Source material |
________________________

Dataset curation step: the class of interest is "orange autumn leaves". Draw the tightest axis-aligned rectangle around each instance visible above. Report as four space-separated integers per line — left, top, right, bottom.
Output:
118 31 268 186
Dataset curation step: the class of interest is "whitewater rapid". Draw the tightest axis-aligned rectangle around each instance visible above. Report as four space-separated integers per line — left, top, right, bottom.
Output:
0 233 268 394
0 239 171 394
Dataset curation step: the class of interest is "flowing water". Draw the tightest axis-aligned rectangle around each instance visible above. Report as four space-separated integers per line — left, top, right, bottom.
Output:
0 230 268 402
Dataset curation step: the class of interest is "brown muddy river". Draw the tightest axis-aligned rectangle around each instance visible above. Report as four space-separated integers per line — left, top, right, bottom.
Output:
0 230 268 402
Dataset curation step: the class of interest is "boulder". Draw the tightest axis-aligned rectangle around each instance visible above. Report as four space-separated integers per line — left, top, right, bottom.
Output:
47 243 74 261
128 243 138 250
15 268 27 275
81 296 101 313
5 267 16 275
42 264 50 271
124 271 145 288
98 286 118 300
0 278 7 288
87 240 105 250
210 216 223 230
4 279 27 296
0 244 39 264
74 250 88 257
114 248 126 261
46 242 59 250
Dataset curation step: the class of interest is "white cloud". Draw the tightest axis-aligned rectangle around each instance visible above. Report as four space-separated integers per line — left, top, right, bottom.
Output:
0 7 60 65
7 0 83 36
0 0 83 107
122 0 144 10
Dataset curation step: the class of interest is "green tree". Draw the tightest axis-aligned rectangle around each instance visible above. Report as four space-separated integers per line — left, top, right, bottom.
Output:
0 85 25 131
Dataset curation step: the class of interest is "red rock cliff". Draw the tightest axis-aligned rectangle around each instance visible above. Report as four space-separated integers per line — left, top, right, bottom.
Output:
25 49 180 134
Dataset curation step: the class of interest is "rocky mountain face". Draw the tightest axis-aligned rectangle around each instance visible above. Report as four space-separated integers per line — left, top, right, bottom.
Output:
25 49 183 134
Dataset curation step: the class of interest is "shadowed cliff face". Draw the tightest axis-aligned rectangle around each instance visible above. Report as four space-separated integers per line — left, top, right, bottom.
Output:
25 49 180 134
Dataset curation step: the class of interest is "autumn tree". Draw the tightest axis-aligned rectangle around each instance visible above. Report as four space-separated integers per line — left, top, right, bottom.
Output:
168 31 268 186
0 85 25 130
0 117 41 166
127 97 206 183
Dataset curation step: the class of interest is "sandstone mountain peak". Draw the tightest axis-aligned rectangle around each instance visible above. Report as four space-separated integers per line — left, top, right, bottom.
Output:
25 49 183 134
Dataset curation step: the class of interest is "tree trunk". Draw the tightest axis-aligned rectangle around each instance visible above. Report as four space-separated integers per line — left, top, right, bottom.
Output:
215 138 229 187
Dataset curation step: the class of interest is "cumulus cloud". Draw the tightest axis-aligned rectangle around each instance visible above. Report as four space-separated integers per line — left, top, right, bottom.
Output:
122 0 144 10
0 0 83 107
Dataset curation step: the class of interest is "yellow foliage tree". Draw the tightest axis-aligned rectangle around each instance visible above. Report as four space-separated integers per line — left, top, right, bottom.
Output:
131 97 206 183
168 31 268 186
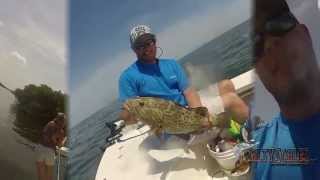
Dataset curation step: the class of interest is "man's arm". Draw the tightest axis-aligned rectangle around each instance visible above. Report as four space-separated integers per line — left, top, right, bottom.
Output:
183 87 202 108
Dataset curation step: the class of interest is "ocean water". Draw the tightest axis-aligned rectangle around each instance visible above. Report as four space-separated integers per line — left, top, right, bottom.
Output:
68 21 252 180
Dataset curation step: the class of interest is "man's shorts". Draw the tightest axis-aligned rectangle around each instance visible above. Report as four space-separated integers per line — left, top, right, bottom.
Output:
199 84 225 116
35 144 55 166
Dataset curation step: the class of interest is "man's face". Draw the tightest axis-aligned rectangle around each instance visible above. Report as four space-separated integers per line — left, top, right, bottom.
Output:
255 24 313 103
134 39 157 61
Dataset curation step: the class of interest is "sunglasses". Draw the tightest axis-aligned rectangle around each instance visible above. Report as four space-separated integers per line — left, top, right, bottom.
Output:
253 12 298 64
134 39 156 51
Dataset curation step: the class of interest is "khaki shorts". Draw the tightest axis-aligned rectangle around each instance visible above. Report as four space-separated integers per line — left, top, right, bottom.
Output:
199 84 225 116
35 144 56 166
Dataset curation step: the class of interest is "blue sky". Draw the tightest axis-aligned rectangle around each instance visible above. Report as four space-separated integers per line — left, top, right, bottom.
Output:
68 0 251 125
0 0 67 92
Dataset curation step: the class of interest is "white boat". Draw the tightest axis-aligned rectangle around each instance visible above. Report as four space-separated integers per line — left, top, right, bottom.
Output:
95 70 255 180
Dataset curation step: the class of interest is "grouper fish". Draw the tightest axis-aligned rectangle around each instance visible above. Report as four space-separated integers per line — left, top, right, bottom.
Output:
123 97 219 134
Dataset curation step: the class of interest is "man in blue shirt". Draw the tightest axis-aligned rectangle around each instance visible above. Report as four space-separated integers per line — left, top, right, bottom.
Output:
252 0 320 180
119 25 248 131
119 25 202 123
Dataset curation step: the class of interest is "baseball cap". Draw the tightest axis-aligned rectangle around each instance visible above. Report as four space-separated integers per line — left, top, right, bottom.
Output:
130 25 156 48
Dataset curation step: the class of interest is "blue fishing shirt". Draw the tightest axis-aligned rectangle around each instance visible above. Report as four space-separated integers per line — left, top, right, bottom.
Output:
118 59 189 106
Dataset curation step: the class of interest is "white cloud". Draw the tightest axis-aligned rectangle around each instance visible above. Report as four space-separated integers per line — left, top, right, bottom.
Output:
0 0 67 92
10 51 27 65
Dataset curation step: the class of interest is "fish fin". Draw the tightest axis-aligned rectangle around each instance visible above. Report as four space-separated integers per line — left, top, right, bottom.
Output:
191 107 209 116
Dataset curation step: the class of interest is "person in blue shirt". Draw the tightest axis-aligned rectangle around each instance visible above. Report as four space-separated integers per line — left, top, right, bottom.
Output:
252 0 320 180
118 25 248 131
119 25 202 123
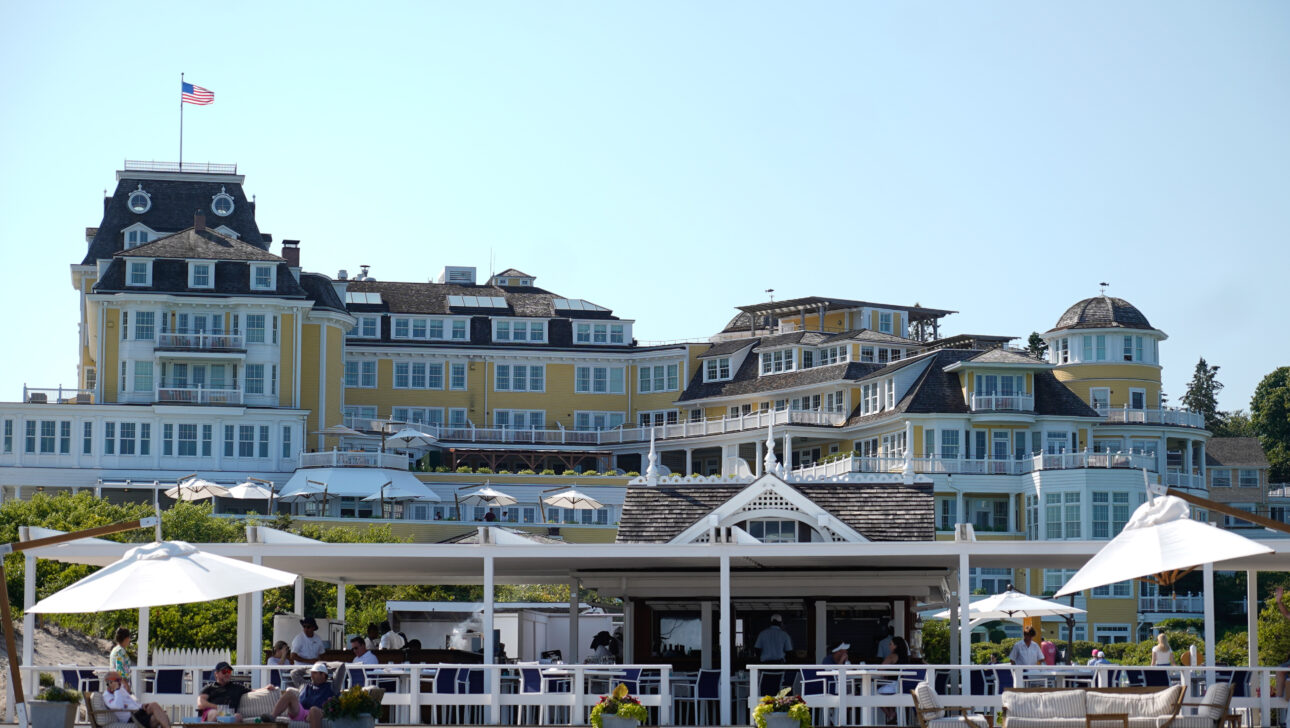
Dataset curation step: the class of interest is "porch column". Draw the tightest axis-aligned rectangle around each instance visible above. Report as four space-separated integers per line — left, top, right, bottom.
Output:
1201 563 1215 678
958 555 971 688
482 556 502 725
565 576 582 665
717 555 732 725
699 599 712 670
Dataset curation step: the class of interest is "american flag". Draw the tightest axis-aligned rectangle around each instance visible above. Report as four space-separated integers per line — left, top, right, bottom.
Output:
179 83 215 106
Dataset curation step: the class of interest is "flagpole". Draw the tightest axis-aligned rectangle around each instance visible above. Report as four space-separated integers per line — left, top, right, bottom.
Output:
179 71 183 172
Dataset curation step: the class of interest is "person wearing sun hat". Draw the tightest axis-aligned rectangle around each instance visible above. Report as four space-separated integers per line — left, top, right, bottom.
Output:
261 662 335 728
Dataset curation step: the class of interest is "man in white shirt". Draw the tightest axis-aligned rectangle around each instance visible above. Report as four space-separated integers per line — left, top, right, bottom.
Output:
350 635 381 665
1007 627 1044 665
103 670 170 728
381 622 404 649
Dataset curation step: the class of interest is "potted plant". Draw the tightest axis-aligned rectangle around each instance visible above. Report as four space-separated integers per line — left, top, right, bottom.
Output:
591 683 649 728
27 685 81 728
752 688 810 728
323 685 381 728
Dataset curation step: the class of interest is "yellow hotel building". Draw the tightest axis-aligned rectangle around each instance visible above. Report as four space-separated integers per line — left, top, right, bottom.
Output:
0 163 1228 642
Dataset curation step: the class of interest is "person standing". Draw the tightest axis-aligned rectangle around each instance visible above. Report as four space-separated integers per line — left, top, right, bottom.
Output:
1007 627 1044 665
752 614 793 665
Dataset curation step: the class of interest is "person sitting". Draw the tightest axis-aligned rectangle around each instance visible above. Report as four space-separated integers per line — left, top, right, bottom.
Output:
350 635 381 665
197 662 261 723
267 662 335 728
381 621 406 649
103 670 170 728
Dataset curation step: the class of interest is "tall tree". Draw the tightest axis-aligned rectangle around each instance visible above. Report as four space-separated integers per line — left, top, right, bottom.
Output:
1250 367 1290 483
1026 332 1047 359
1183 356 1223 430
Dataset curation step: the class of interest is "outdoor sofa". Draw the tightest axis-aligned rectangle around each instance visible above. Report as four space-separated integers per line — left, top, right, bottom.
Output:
1002 683 1232 728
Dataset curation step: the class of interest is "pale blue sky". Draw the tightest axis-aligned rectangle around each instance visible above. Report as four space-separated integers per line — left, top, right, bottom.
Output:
0 0 1290 409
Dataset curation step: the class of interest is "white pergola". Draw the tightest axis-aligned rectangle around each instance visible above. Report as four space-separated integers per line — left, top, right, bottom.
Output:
22 527 1290 725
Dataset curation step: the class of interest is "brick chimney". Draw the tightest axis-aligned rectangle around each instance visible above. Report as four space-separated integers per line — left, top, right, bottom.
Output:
283 240 301 268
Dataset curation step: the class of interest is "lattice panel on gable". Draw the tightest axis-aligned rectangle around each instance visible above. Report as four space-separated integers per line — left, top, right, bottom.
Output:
739 490 801 511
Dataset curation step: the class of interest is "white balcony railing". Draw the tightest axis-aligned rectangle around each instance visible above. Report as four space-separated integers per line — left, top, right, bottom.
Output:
399 409 846 445
1138 594 1205 614
156 387 243 404
157 332 244 351
971 394 1035 412
793 453 1156 479
301 450 408 470
1097 407 1205 427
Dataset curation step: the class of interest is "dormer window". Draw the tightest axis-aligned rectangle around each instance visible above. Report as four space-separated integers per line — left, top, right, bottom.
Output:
703 356 730 382
125 261 152 285
210 187 233 217
250 265 277 290
125 185 152 214
188 261 215 288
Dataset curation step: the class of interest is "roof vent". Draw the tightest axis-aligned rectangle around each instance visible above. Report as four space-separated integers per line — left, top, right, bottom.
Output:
435 266 475 285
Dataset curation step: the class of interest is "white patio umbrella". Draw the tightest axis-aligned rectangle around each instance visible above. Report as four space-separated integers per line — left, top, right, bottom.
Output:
165 475 228 501
1057 487 1272 596
28 541 295 614
386 427 435 449
933 587 1084 621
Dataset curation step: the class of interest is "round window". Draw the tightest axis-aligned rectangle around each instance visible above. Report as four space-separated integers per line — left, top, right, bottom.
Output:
125 185 152 214
210 192 233 217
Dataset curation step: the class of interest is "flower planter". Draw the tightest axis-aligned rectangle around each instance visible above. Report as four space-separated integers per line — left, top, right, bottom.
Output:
327 715 376 728
27 700 80 728
763 713 801 728
600 714 641 728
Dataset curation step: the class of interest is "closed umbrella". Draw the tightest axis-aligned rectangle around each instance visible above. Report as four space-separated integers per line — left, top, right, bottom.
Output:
165 475 228 501
28 541 295 614
1057 487 1272 596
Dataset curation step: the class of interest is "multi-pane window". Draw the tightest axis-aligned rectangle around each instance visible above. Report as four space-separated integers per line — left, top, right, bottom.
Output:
573 367 627 394
344 360 377 387
493 364 546 392
493 319 547 343
1093 490 1129 538
761 349 793 374
637 364 681 394
573 412 627 430
703 356 730 382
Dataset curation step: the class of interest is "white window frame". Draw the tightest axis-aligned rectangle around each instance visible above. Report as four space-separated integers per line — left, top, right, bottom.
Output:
188 261 215 290
250 263 277 290
125 258 152 288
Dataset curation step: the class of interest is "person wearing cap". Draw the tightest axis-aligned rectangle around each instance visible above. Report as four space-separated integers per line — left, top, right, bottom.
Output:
103 670 170 728
752 614 793 665
262 662 335 728
197 662 260 723
824 642 851 665
350 635 381 665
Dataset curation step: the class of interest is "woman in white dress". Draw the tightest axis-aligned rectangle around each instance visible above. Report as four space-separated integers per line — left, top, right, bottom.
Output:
1151 632 1174 666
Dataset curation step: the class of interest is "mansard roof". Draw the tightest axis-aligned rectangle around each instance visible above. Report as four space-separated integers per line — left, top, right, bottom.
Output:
81 172 268 266
617 483 935 543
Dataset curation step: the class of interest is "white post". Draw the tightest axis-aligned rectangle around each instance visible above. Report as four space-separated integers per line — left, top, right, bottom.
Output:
1202 563 1215 666
133 607 151 696
482 556 502 725
719 555 732 725
958 555 971 689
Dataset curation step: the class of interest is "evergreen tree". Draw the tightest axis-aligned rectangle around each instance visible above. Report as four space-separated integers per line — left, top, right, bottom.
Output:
1183 356 1223 430
1026 332 1047 359
1250 367 1290 483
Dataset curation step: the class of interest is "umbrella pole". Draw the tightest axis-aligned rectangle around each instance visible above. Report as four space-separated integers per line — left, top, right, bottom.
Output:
0 518 161 728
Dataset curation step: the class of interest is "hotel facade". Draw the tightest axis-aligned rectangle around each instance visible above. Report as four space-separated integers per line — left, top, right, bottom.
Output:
0 163 1248 642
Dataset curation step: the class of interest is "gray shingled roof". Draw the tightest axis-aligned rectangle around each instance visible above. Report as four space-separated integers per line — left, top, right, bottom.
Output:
81 173 268 266
1049 296 1152 332
116 227 283 262
618 483 935 543
1205 438 1268 467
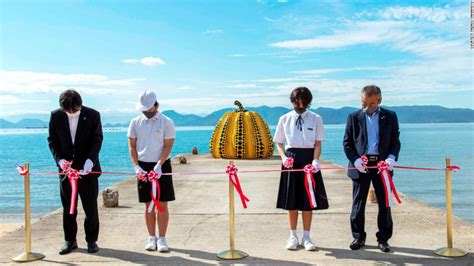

________________________

Task brief | Repeat the data from its beginning up to and including the line with "46 242 59 250", replacing "class of interest" with "target category" and leaving everything else unchanged.

In response |
Dataset curation step: the target category is "orange autumn leaves". Draw the tightest axis-aligned rectangle around each instance visible above. Report as four space-separated integers per line — left, top, right, bottom.
Output:
118 31 268 186
Dataset curation step: the target category is "whitewater rapid". Draw the tightest axis-aligned rectangle around each instance visible above. Report as four space-separated integers per line — left, top, right, bottom.
Output:
0 233 268 394
0 239 171 394
Dataset curation step: the target category is "flowing water". Draw the tightest axis-aligned rectangle around each instance visible above. Report as four space-separated integers per line — left, top, right, bottom.
Output:
0 230 268 402
Dataset curation step: the target category is "brown muddy river". Draw the tightest axis-aligned rectangle around each instance visible above. Report as four space-separated integers per line — left, top, right, bottom.
Output:
0 230 268 402
Dataset curation step: the target category is "boulder". Draw the tightest axis-aligned rectangle around each instance visible above. Report as four space-separated integers per line — left, top, right, bottom.
Output:
47 243 74 261
128 243 138 250
15 268 27 275
81 296 101 313
5 267 16 275
42 264 50 271
124 271 145 288
98 286 118 300
0 278 7 288
87 240 105 250
210 216 223 230
4 279 27 296
0 244 39 264
74 250 88 257
114 248 126 261
46 242 59 250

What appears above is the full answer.